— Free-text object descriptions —

==================================================

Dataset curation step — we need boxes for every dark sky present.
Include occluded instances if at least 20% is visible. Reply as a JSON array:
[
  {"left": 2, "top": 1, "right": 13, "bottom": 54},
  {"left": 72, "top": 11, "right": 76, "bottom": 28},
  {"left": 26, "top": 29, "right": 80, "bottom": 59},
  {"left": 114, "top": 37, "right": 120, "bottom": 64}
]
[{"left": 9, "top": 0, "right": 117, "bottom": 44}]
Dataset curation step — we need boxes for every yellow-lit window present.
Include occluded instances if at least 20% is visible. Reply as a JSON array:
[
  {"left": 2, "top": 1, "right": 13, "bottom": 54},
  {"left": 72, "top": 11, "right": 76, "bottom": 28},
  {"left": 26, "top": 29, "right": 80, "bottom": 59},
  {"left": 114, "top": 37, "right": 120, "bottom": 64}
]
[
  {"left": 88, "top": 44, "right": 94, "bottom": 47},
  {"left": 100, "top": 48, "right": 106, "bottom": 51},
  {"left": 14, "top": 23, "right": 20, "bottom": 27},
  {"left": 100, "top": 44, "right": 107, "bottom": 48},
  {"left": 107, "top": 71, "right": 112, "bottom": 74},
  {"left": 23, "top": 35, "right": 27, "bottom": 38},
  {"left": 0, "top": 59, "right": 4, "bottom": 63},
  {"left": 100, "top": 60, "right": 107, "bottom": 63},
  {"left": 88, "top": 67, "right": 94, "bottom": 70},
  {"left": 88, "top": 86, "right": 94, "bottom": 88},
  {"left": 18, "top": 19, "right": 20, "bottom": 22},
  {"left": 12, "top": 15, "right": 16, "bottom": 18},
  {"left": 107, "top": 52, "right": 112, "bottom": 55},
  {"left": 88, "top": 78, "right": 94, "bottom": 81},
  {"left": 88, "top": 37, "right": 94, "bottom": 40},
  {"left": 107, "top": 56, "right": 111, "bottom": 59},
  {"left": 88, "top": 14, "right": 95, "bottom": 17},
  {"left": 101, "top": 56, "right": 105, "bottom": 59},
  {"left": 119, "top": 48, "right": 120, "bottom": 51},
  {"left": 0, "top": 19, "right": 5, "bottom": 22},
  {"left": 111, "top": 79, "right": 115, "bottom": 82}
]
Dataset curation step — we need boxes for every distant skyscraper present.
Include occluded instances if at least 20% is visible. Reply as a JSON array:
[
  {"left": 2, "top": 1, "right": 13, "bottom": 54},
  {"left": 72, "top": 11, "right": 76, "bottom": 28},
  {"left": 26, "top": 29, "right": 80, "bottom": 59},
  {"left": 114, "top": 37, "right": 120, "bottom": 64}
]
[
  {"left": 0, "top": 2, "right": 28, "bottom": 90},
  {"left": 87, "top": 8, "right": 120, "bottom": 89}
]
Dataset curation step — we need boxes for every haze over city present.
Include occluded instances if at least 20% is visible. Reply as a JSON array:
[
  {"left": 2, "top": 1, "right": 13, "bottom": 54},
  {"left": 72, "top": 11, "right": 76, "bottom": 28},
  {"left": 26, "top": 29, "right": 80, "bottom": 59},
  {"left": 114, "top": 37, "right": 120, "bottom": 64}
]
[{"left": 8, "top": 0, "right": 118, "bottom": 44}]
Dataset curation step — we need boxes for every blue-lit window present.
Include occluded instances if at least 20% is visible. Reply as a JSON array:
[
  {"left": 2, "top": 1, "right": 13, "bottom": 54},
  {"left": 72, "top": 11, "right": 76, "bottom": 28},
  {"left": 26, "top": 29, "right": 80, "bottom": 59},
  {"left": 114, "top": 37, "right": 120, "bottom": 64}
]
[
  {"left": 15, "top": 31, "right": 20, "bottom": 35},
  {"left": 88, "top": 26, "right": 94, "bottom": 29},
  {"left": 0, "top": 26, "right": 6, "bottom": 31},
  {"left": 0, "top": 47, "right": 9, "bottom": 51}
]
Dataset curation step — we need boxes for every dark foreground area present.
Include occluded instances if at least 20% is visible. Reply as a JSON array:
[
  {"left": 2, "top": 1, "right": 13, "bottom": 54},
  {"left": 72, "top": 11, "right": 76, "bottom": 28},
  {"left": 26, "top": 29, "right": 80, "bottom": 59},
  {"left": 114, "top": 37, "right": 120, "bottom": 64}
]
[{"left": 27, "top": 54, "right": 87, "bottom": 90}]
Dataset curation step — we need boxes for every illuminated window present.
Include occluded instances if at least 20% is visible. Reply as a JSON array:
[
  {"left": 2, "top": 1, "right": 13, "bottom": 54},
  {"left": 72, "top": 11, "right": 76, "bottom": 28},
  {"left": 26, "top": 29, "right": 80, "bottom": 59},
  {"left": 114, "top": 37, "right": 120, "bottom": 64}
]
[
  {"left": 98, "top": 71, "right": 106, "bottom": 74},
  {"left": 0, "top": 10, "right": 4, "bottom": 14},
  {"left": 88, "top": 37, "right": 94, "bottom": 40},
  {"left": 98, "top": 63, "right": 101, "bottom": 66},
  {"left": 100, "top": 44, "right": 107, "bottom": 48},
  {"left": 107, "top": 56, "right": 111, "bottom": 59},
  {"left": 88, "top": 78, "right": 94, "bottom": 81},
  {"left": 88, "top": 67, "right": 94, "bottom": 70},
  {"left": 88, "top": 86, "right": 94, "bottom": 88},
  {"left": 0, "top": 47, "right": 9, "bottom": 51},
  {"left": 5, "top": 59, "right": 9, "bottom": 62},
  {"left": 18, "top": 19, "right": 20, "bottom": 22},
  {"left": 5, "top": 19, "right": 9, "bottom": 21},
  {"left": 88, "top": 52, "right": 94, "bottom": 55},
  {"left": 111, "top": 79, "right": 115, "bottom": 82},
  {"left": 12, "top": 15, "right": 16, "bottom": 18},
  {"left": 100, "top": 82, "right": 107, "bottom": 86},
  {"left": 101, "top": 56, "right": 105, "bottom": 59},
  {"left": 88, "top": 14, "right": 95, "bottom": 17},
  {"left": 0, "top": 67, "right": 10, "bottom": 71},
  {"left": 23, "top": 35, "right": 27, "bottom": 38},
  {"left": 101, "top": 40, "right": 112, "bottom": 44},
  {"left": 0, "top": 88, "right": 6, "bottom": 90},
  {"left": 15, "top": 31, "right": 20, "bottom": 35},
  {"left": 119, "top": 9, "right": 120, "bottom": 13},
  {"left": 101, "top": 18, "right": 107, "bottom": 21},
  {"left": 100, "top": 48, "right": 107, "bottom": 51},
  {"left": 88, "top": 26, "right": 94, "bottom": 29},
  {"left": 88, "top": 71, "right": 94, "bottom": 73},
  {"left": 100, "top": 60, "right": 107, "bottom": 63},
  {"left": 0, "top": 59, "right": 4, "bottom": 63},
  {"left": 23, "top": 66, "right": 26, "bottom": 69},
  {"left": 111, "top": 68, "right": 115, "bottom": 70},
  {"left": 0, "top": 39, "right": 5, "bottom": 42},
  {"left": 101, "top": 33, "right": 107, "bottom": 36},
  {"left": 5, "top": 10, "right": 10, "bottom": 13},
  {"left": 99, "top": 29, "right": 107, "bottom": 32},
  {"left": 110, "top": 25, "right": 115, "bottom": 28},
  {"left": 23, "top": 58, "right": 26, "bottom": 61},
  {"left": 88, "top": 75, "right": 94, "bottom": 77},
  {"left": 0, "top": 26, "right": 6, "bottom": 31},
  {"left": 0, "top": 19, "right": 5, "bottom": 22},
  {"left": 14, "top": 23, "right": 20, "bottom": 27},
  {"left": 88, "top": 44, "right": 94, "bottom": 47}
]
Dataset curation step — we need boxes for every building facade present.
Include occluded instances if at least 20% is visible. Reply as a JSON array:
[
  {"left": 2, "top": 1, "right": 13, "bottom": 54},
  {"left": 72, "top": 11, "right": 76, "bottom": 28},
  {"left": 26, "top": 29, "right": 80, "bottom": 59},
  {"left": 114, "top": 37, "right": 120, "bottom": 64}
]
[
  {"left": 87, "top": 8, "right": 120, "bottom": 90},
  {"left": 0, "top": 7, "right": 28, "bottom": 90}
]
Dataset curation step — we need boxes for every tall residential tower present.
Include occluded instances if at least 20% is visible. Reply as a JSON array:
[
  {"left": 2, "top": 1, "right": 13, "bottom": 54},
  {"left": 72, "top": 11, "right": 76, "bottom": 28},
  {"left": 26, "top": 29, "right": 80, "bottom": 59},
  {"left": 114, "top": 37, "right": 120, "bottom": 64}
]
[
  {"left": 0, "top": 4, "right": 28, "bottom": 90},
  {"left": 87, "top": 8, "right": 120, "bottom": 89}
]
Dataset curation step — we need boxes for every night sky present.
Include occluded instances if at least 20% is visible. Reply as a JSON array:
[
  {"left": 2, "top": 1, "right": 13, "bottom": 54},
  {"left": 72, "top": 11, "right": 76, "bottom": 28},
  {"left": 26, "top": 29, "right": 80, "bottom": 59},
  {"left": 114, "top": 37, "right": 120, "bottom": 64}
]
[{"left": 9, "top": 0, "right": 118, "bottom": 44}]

==================================================

— To do —
Which lines in the entries above contain "step"? Pull each of them out.

— Answer to this task —
Dataset curation step — we need boxes for every dark sky present.
Dataset curation step — we need boxes for every yellow-lit window present.
Dataset curation step — we need boxes for every distant skyscraper present.
Dataset curation step — we need boxes for every haze over city present.
Dataset curation step — we need boxes for every blue-lit window present.
Dataset curation step — we need boxes for every dark foreground area present.
Dataset curation step — we need boxes for every illuminated window present.
Dataset curation step — we need boxes for every building facade present.
Dataset curation step — we need boxes for every tall residential tower present.
Dataset curation step — we need boxes for every night sky present.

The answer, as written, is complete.